- **Problem details**: Every word of the data must be reproduced in your reply exactly.
Start of Dataset extract
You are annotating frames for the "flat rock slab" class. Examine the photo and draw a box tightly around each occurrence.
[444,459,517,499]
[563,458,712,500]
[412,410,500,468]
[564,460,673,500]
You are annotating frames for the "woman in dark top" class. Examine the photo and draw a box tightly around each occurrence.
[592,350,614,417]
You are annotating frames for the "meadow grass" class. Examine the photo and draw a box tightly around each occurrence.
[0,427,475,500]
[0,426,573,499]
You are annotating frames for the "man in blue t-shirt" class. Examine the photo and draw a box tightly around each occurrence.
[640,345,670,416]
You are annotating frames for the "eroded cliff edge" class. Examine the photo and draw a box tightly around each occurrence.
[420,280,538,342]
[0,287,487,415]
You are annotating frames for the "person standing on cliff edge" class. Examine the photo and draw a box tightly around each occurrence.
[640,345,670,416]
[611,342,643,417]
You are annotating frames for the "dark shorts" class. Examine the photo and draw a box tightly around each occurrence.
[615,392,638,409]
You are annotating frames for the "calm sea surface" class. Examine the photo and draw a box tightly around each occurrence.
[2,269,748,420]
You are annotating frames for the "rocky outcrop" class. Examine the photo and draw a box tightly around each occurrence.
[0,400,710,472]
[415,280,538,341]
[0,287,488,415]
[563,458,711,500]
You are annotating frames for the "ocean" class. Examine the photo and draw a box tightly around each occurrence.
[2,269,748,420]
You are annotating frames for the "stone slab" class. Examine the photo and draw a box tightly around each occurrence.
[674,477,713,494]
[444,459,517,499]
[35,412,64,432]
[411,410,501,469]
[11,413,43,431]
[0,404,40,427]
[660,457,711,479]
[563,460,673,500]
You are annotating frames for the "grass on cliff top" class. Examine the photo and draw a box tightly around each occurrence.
End of Dataset extract
- **Exercise response**:
You are annotating frames for the "flat rock slab" class. Examine the photo and draw a box tightly around each occurrence.
[444,459,517,499]
[563,458,712,500]
[412,410,500,468]
[564,460,673,500]
You are annotating frames for the "woman in dark top" class. Examine the photo and draw a box tightly around each occurrence.
[592,350,614,417]
You are annotating frames for the "meadow grass" class. Examine the photo and draw a box tightly around each occurrence.
[0,427,475,500]
[0,426,573,499]
You are annotating frames for the "man in blue t-shirt" class. Examine the photo and draw a box tightly around each occurrence.
[640,345,670,416]
You are annotating frames for the "eroded cliff edge" class. Examine the photo and draw a box tightly around each occurrence.
[420,280,538,342]
[0,287,487,415]
You are annotating frames for the "person standing on cliff edge" class. Examine the photo and draw a box tightly around each occurrence.
[640,345,670,416]
[611,342,643,417]
You are annotating frames for the "dark shorts" class. Examine the photo and draw a box tightly around each occurrence.
[615,392,638,409]
You are annotating frames for the "calm sea surface" class. Examine the photo and draw a box tightly around each occurrence.
[2,269,748,420]
You are annotating frames for the "rocky outcrop" class. Examine the photo and draw a box tightly around each occurrence.
[0,400,710,472]
[415,280,538,341]
[0,287,488,415]
[563,458,711,500]
You are annotating frames for the "ocean" class. Examine the photo and draw a box tightly around each occurrence.
[2,269,748,420]
You are annotating frames for the "stone slab" class. Examine the photo and draw a box tightly around each occurrence.
[674,477,713,494]
[444,459,517,499]
[35,412,64,432]
[411,410,501,469]
[11,413,43,431]
[0,404,40,427]
[660,457,711,479]
[563,460,673,500]
You are annotating frames for the "grass on cliff top" class. Examine the photo and draw a box tightly around each occurrence.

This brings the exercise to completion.